Records for processing:

>>>

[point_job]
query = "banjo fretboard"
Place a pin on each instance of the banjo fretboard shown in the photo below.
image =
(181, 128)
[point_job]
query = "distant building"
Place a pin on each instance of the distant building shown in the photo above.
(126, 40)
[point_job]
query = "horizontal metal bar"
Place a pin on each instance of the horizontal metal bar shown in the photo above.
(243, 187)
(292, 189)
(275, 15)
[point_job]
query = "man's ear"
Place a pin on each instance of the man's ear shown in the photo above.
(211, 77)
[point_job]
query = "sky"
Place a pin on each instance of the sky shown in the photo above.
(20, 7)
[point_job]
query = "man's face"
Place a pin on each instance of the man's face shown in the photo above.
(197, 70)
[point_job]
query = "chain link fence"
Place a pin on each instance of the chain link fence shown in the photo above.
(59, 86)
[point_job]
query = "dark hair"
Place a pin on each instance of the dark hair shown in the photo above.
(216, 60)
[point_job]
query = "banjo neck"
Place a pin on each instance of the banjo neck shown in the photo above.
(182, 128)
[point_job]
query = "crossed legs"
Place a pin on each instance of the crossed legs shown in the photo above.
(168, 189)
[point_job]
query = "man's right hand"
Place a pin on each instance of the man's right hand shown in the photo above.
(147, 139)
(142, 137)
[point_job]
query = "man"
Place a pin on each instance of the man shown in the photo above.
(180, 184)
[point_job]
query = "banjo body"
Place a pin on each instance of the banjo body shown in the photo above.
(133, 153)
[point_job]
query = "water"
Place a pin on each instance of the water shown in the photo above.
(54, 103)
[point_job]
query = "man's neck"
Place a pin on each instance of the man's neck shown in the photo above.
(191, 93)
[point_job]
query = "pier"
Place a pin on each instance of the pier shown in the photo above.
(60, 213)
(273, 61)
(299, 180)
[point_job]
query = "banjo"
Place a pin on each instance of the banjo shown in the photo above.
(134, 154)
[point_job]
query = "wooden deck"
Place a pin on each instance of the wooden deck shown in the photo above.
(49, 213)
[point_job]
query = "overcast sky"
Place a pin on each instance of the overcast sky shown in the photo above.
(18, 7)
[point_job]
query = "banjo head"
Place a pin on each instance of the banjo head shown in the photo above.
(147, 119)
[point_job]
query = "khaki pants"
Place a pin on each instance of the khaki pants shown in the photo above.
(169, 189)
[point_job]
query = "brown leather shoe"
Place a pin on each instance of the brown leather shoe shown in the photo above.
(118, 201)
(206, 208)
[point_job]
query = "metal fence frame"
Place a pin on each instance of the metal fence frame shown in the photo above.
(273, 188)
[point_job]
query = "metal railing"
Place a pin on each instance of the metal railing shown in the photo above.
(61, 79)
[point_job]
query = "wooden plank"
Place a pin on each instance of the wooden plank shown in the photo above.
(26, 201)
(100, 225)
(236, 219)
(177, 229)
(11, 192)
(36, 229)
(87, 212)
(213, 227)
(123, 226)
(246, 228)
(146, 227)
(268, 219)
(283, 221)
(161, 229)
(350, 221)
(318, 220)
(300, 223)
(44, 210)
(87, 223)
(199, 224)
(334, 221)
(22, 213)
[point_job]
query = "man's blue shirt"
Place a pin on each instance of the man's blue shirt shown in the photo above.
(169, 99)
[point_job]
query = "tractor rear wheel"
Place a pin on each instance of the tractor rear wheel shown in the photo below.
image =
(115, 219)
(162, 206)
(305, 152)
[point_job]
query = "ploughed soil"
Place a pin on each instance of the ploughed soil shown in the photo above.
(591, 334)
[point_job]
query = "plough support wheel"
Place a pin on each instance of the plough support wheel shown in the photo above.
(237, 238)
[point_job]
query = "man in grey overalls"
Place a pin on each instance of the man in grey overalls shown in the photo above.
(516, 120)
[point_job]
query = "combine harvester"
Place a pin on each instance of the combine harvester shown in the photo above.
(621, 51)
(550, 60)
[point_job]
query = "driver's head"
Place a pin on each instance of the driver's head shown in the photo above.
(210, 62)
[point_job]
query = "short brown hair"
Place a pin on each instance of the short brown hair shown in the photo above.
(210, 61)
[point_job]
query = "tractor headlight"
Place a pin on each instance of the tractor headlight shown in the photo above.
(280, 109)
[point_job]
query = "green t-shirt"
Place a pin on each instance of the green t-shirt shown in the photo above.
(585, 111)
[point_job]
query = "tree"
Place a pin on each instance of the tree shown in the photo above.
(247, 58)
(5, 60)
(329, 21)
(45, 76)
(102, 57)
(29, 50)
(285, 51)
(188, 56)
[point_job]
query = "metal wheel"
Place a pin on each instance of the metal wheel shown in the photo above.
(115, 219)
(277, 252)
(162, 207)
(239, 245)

<<<
>>>

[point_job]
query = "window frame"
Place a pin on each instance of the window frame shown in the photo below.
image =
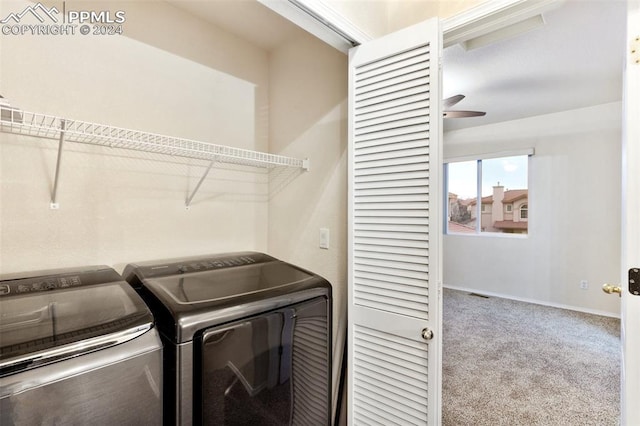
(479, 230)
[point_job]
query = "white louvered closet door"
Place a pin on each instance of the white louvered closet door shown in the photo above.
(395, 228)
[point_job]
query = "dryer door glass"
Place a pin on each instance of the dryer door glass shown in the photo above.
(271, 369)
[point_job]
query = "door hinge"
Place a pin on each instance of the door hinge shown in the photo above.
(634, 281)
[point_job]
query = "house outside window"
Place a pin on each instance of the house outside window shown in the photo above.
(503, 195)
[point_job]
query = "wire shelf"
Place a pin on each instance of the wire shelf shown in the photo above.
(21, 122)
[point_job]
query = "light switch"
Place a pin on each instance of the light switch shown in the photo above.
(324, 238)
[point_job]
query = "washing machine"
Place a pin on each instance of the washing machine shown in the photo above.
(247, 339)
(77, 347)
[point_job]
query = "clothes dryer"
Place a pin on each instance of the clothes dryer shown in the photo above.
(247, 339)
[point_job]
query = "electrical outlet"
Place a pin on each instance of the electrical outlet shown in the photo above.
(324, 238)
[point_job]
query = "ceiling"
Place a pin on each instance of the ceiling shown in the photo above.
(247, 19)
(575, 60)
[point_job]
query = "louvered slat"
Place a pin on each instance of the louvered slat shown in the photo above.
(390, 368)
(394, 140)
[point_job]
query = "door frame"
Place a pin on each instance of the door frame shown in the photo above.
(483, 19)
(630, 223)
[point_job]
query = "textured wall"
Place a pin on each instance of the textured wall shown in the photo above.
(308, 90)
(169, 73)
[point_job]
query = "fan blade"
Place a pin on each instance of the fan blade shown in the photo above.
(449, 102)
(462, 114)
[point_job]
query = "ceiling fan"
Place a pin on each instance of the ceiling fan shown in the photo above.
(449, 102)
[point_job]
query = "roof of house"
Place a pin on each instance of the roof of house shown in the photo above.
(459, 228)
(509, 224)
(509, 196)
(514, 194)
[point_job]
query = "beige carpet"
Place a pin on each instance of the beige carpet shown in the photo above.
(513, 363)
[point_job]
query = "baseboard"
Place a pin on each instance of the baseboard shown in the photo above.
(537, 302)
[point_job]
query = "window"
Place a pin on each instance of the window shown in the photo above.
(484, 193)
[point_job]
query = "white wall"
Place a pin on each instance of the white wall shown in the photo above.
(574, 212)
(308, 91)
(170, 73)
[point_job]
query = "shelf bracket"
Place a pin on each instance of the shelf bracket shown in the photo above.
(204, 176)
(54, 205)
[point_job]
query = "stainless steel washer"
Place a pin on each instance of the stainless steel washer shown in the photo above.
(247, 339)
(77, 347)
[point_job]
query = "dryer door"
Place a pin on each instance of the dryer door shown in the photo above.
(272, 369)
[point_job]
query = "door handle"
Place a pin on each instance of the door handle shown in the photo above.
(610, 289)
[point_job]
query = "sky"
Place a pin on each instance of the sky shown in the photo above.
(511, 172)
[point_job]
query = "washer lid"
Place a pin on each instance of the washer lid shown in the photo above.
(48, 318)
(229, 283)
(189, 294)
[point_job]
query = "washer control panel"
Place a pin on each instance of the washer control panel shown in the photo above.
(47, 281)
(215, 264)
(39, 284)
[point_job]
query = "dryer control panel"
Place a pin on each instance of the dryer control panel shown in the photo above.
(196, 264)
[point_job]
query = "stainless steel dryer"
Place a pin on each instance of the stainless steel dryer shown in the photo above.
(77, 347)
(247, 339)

<<<
>>>

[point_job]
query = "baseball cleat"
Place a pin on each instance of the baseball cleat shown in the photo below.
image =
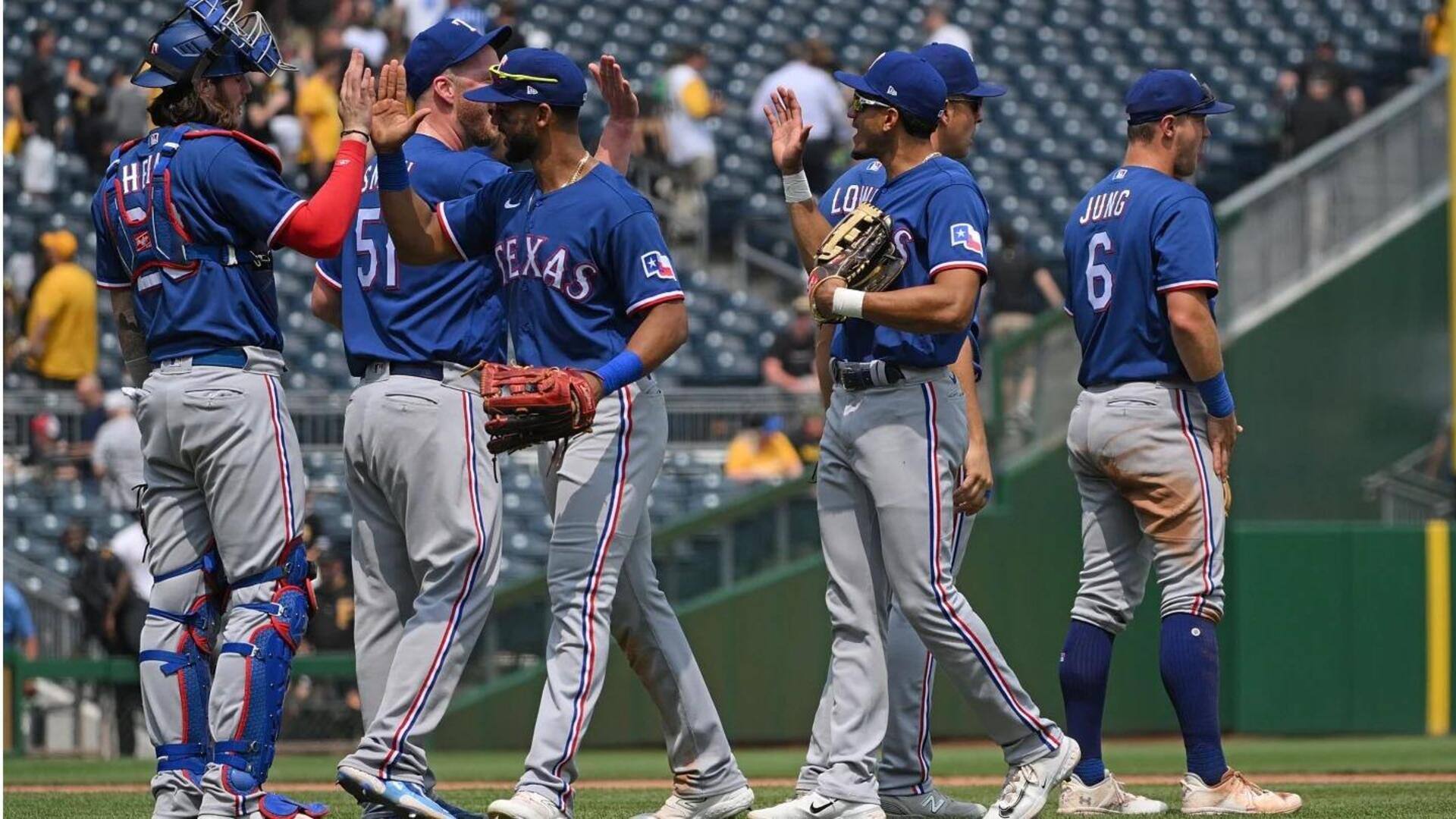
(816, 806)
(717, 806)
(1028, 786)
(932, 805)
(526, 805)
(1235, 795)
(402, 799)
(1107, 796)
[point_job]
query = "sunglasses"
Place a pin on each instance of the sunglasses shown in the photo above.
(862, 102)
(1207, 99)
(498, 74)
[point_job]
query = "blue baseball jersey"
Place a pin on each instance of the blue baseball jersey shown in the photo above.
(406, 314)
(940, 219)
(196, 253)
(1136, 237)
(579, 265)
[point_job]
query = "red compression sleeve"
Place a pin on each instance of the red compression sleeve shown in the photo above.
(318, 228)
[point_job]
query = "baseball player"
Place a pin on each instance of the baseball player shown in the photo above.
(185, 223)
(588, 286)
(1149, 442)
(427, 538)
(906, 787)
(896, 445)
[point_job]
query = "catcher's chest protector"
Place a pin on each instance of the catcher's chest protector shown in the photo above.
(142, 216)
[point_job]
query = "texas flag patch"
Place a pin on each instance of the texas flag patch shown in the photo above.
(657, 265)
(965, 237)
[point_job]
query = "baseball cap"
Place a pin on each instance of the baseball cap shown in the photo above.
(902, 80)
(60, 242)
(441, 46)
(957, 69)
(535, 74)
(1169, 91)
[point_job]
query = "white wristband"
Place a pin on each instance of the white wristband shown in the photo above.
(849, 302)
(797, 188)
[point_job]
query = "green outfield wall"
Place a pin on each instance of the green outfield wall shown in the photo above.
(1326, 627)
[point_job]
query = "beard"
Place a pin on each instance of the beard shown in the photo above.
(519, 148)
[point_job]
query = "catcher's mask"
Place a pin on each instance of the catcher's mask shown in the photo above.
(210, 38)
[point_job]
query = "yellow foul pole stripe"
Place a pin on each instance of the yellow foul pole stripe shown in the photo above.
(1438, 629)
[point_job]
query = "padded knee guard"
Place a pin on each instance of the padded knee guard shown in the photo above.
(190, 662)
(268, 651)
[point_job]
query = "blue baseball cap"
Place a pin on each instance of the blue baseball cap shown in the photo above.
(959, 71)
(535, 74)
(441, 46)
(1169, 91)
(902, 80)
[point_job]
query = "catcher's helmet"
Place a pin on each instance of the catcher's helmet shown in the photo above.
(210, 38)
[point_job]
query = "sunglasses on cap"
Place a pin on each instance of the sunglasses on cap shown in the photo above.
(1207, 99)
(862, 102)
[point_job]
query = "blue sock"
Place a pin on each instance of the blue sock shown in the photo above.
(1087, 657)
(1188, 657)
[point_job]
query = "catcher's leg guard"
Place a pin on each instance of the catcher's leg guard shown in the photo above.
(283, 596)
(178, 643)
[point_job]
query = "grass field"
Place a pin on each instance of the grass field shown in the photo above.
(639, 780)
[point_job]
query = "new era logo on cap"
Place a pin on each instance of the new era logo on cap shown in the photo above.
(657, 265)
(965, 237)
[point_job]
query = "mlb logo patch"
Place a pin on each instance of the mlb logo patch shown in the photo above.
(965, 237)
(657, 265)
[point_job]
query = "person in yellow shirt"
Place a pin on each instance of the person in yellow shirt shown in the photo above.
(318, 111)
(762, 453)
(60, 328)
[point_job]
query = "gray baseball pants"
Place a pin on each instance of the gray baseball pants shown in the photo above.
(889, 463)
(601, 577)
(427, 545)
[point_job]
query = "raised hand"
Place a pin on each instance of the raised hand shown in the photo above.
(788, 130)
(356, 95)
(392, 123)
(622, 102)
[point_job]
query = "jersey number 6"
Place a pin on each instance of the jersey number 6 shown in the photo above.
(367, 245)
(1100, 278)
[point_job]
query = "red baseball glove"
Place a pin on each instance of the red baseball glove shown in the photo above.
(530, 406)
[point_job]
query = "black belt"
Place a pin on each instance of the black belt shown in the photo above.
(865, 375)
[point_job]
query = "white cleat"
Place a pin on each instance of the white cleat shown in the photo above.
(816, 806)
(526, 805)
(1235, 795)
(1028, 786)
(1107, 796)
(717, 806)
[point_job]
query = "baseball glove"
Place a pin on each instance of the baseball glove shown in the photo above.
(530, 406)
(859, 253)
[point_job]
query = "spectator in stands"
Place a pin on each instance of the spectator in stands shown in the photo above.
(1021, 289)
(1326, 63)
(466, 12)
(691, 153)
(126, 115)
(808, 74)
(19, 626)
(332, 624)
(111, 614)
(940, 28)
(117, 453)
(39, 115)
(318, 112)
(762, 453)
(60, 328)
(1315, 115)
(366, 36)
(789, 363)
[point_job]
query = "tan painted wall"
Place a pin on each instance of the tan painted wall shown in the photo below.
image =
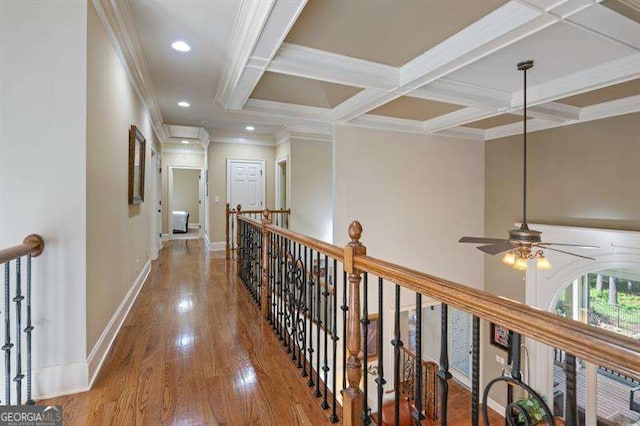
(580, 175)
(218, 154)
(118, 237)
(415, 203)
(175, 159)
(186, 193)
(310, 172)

<<<

Exercise:
Find each line in the records above that contains the word "leather", and copy those lines out in full.

In response:
query = "brown leather shoe"
Place a pin on each instance of the brown leather shoe shown in the photo above.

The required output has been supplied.